Texte à lire:
------------------------------
Compte tenu des faibles rendements de l’hydrogène, la rhétorique consistant à dire que l’on pourra utiliser les « surplus » de la production électrique renouvelable pour produire de l’hydrogène vert ne tient pas. Les surplus nécessaires à la production de l’hydrogène seraient absolument considérables. Il faudrait surdimensionner ces infrastructures, pour générer suffisamment de surplus : assez pour subvenir à nos besoins électriques pré-existants (qui augmentent) et pour produire tout cet hydrogène. Par exemple, selon les estimations de chercheurs indépendants l’Atecopol de Toulouse, il faudrait l’équivalent de la production de 16 réacteurs nucléaires (un tiers du parc français) pour alimenter en hydrogène les avions circulant par Roissy.
En plus de ces sources de production, il faudrait construire en masse les électrolyseurs, les infrastructures de stockage de l’hydrogène, et bien-sûr, des piles à combustible. Autant de choses à construire qui, elles aussi, polluent.
------------------------------
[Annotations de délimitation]
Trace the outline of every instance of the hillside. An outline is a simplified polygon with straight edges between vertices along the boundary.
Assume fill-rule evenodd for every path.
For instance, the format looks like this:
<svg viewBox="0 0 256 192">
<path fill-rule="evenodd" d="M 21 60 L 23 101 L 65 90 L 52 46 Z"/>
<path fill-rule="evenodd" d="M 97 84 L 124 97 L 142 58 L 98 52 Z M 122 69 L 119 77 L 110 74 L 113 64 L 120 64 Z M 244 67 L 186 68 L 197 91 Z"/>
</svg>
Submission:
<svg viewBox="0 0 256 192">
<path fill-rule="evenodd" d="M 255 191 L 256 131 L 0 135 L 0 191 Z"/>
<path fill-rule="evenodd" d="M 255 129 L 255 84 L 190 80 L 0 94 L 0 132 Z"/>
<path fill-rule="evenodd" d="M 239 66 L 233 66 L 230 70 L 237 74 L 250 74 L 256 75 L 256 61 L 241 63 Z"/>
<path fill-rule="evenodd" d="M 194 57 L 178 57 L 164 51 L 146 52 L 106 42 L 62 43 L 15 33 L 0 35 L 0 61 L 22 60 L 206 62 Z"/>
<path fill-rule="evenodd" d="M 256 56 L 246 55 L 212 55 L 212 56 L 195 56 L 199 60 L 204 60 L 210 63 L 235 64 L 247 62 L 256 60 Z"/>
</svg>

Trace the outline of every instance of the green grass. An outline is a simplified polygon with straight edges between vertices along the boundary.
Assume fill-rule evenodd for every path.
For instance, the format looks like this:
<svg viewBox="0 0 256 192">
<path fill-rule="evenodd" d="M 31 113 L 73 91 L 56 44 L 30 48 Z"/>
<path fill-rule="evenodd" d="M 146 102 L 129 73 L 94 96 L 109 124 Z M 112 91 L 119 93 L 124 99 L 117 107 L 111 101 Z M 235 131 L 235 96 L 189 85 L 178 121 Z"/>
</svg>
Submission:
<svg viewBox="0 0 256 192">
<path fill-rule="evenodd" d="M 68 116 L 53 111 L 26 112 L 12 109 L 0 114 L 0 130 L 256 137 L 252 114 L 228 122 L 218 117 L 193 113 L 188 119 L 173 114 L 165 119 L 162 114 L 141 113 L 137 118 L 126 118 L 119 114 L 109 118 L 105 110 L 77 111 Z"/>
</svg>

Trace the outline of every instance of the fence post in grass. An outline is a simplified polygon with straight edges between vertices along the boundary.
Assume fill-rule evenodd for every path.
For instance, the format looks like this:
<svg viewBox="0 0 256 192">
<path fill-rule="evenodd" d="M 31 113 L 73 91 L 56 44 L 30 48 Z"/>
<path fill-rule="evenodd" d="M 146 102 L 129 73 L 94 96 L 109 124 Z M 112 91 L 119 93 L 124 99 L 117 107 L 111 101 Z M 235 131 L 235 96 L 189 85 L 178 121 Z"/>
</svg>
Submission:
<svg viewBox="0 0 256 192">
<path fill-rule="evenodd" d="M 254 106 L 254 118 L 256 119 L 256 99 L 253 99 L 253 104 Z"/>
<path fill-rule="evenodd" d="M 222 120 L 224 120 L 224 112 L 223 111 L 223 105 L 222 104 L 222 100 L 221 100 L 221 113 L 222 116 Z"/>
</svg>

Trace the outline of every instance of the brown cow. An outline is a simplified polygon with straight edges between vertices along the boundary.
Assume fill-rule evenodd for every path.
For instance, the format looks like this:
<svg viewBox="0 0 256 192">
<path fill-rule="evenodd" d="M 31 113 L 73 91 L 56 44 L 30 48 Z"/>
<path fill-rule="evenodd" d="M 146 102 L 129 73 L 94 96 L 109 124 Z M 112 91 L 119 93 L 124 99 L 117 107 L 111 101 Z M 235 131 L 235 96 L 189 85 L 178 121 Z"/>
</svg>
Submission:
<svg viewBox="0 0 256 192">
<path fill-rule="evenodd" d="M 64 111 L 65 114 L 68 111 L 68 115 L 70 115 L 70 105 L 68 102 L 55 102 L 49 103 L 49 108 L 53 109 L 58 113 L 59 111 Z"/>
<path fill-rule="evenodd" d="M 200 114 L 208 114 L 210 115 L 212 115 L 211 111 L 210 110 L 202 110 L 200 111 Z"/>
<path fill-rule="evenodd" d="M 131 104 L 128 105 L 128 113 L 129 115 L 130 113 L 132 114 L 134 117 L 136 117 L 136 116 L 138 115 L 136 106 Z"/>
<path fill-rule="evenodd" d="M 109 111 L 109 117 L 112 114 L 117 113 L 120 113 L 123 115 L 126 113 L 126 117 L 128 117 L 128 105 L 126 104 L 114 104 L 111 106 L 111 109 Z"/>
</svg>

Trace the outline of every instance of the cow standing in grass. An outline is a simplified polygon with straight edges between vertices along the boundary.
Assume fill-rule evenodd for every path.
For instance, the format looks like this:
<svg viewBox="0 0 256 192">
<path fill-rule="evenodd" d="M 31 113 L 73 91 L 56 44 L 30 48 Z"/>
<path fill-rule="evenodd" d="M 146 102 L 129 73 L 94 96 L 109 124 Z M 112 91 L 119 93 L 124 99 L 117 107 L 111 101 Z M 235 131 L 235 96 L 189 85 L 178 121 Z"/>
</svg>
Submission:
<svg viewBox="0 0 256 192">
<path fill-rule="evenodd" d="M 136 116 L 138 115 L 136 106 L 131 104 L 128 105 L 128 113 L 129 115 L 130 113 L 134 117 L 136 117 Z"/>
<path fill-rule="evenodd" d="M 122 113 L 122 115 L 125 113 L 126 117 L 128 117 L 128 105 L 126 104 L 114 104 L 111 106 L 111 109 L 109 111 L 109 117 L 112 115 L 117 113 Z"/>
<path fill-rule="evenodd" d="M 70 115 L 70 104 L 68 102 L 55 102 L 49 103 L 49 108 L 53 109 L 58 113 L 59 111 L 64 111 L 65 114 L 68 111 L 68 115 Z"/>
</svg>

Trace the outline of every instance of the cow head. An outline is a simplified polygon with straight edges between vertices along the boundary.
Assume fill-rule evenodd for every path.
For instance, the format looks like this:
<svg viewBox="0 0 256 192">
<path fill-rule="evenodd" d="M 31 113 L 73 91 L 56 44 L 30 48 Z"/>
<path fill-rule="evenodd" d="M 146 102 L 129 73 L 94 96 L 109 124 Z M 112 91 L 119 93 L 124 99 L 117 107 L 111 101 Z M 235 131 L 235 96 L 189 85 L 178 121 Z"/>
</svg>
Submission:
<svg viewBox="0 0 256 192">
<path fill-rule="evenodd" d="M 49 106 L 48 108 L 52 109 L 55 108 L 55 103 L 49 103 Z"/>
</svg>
------------------------------
Consignes:
a - Dans le texte sur l'hydrogène, quelles sont toutes les choses qu'il faudrait construire en masse en plus des sources de production ?
b - Extrayez tel quel un passage du texte sur l'hydrogène : commencez aux mots « En plus de ces » et arrêtez-vous après « elles aussi, polluent. ».
c - Répondez à ces questions sur le texte sur l'hydrogène.
(i) Selon le texte, en raison de quoi la rhétorique des « surplus » ne tient-elle pas ?
(ii) D'après l'Atecopol, combien de réacteurs nucléaires faudrait-il pour alimenter en hydrogène les avions circulant par Roissy ?
(iii) Que font aussi toutes les choses à construire, selon la dernière phrase ?

Réponses par consigne:
a -
les électrolyseurs
les infrastructures de stockage de l'hydrogène
les piles à combustible

b -
En plus de ces sources de production, il faudrait construire en masse les électrolyseurs, les infrastructures de stockage de l’hydrogène, et bien-sûr, des piles à combustible. Autant de choses à construire qui, elles aussi, polluent.

c -
(i) En raison des faibles rendements de l'hydrogène.
(ii) L'équivalent de la production de 16 réacteurs, soit un tiers du parc français.
(iii) Elles polluent.